> **THE EXERCISE**
Collect and copy each line of the data below that contains the string "cloud". Matching is case-sensitive.

Location labeling records:
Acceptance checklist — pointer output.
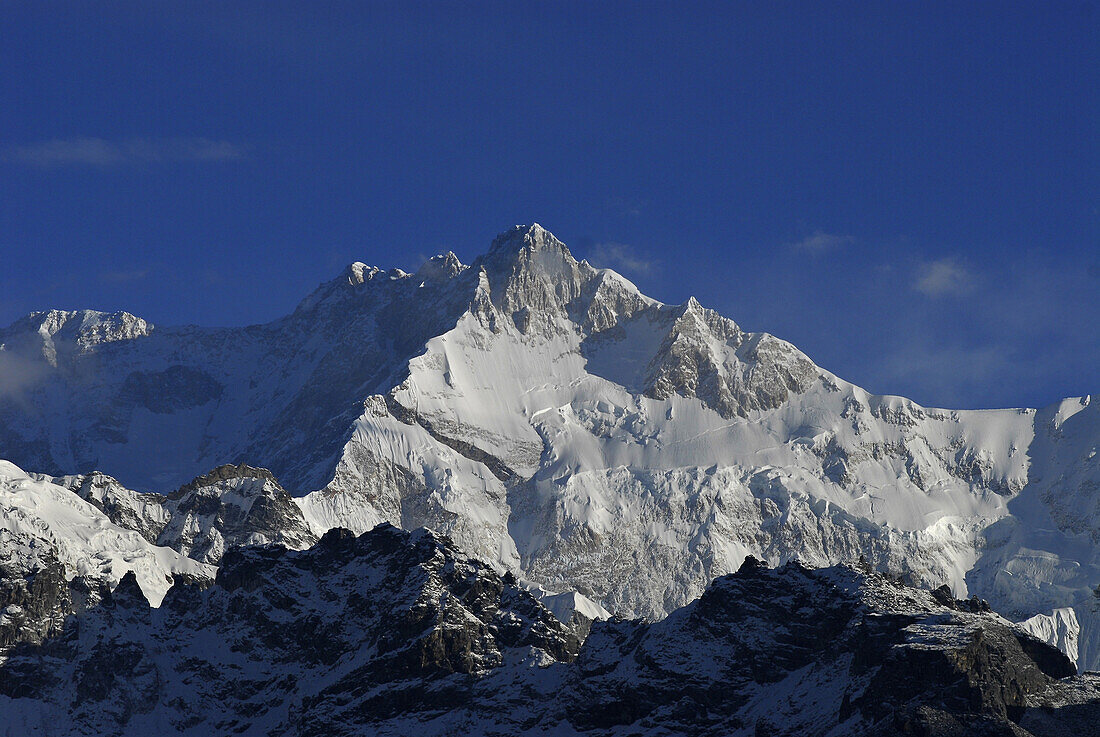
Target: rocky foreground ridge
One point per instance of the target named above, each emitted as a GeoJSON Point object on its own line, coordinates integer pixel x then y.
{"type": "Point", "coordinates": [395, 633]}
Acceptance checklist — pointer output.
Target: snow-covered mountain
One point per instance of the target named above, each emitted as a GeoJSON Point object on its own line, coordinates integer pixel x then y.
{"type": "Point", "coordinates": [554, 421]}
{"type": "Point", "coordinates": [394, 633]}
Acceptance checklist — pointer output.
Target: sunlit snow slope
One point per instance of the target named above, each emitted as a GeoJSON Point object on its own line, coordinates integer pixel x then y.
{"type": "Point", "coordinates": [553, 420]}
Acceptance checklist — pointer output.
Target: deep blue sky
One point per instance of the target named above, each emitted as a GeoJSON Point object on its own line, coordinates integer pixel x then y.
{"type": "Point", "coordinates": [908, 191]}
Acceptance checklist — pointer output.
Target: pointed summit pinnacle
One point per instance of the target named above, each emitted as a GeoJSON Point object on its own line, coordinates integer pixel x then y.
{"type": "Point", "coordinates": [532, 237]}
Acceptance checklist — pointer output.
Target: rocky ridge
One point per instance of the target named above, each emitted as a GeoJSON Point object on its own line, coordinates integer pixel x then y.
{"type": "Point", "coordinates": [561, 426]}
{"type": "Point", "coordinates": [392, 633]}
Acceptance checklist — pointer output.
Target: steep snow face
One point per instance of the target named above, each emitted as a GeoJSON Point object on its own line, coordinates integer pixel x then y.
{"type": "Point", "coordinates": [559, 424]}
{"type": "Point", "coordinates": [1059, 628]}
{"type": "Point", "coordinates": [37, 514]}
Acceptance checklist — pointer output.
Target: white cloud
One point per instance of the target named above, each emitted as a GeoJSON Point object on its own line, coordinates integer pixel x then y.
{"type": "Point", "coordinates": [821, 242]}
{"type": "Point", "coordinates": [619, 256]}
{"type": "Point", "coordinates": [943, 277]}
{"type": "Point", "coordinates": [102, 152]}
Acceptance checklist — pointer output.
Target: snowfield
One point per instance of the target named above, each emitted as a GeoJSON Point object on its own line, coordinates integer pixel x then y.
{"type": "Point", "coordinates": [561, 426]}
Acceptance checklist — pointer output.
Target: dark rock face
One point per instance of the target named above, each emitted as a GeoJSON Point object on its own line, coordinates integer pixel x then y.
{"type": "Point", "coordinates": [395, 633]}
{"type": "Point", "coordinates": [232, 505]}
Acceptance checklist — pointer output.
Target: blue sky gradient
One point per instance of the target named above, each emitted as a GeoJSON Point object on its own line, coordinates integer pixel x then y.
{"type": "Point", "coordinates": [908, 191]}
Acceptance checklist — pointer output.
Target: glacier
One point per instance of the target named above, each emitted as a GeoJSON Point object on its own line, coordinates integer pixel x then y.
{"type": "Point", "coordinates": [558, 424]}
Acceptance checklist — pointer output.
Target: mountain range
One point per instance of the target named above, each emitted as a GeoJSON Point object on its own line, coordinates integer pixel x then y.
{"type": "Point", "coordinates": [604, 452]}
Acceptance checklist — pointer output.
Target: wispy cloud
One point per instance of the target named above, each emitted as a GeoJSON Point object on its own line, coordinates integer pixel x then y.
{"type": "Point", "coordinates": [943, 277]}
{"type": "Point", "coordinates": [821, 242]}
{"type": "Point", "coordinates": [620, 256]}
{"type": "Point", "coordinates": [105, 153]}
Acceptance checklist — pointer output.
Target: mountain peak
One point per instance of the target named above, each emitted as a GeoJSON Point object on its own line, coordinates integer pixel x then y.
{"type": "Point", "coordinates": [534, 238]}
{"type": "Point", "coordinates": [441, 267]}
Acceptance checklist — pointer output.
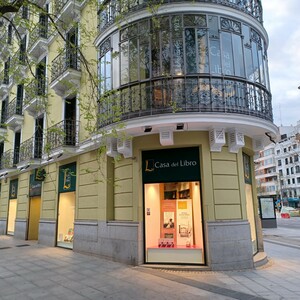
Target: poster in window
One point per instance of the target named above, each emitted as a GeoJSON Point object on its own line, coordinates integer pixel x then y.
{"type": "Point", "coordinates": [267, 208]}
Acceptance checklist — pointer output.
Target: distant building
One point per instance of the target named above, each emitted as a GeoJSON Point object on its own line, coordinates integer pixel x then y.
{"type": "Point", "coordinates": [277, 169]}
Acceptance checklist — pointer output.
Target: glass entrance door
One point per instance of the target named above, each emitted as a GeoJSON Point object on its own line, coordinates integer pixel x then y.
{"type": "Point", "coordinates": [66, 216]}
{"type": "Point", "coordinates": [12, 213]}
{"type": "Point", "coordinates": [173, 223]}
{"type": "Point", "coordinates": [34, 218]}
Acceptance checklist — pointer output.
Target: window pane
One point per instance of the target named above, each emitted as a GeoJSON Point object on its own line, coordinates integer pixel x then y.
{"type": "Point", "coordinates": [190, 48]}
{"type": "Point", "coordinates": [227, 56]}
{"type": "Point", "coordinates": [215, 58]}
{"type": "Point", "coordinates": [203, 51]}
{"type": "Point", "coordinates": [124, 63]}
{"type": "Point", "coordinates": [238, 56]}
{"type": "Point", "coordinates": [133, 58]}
* * *
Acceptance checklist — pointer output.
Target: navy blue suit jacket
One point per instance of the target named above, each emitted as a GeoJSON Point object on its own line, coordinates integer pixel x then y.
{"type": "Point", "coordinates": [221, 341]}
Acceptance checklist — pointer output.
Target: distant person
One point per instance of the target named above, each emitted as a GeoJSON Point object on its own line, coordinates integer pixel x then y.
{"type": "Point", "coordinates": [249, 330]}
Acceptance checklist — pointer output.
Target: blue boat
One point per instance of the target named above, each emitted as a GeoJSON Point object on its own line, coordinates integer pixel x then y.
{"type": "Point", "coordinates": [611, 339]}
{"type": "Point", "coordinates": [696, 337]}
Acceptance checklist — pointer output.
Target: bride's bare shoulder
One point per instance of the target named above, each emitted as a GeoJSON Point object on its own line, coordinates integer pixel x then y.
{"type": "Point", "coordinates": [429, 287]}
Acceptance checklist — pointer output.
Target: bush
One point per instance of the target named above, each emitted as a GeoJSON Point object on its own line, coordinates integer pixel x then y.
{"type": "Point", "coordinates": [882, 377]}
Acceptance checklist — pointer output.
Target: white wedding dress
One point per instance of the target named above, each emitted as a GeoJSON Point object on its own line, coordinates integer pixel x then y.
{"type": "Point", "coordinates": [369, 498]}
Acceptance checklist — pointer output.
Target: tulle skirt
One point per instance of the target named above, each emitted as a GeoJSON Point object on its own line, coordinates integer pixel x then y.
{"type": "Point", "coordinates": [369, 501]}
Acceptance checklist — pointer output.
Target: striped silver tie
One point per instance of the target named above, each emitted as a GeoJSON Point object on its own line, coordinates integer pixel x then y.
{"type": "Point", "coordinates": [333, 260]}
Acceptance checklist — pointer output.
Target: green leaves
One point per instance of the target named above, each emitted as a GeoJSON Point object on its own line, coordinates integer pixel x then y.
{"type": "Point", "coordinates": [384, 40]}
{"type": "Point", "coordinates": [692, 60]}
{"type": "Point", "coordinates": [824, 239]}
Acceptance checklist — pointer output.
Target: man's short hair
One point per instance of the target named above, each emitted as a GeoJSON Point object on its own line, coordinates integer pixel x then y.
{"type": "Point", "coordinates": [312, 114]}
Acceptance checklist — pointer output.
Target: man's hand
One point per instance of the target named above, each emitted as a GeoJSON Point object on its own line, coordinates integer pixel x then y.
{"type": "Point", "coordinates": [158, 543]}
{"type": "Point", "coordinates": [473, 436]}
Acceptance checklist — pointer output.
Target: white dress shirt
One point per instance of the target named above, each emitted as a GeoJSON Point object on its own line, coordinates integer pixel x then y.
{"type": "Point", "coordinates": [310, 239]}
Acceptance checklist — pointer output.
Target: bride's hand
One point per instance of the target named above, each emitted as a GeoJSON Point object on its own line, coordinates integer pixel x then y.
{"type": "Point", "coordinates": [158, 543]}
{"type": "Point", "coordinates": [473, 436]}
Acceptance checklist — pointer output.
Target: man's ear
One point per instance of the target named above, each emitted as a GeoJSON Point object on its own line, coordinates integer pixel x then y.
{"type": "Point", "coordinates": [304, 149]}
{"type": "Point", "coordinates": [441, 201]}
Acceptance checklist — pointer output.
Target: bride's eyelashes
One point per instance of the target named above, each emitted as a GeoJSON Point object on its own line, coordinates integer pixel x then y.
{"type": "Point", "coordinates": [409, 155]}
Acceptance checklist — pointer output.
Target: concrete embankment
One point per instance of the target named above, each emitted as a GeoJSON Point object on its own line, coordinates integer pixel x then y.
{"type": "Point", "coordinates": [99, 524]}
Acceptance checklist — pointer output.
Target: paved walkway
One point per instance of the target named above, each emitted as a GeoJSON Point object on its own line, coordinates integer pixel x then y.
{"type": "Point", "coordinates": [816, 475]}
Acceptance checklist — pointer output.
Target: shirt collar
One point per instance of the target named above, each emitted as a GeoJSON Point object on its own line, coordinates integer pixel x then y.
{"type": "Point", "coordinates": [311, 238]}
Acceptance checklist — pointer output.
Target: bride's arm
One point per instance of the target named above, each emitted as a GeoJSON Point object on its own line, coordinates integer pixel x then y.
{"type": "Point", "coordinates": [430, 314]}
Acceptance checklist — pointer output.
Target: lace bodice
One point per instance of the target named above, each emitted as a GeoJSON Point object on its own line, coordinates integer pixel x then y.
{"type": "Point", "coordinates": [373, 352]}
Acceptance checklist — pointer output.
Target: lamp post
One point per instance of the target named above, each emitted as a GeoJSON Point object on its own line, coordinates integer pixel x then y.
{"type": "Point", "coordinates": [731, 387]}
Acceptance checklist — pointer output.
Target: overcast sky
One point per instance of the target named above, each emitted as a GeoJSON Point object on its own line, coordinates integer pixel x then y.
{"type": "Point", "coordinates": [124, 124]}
==
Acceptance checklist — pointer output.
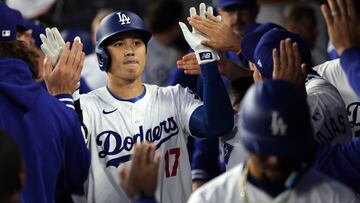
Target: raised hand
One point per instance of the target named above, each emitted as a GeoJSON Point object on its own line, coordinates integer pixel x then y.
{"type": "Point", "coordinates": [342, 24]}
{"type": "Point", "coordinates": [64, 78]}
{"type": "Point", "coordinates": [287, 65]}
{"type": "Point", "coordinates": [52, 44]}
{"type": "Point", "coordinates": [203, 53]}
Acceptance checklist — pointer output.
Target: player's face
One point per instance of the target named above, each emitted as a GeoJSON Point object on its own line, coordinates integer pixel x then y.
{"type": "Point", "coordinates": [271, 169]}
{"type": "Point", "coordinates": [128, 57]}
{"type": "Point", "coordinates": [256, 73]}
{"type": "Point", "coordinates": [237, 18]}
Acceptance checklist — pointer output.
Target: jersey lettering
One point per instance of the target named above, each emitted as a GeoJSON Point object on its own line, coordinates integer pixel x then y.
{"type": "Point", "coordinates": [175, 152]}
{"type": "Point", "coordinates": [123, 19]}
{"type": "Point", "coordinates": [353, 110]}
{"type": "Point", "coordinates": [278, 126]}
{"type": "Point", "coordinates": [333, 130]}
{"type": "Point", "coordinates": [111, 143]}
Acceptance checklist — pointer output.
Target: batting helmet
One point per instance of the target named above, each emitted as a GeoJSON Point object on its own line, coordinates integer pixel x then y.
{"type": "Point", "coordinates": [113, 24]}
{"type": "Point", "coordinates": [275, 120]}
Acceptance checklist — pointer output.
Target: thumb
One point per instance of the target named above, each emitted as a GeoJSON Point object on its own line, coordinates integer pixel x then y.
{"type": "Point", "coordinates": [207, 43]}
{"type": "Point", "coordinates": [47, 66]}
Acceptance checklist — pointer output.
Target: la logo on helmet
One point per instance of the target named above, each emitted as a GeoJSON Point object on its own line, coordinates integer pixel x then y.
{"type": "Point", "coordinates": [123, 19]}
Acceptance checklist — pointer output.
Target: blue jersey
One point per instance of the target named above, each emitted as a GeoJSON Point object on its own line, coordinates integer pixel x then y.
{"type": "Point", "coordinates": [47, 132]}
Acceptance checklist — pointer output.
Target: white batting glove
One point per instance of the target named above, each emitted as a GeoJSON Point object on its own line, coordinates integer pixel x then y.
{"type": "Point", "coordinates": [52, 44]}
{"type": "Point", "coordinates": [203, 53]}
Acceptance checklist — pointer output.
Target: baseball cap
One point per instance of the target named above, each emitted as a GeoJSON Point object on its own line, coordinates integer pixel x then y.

> **EXERCISE RESPONSE**
Target: white cloud
Target: wispy cloud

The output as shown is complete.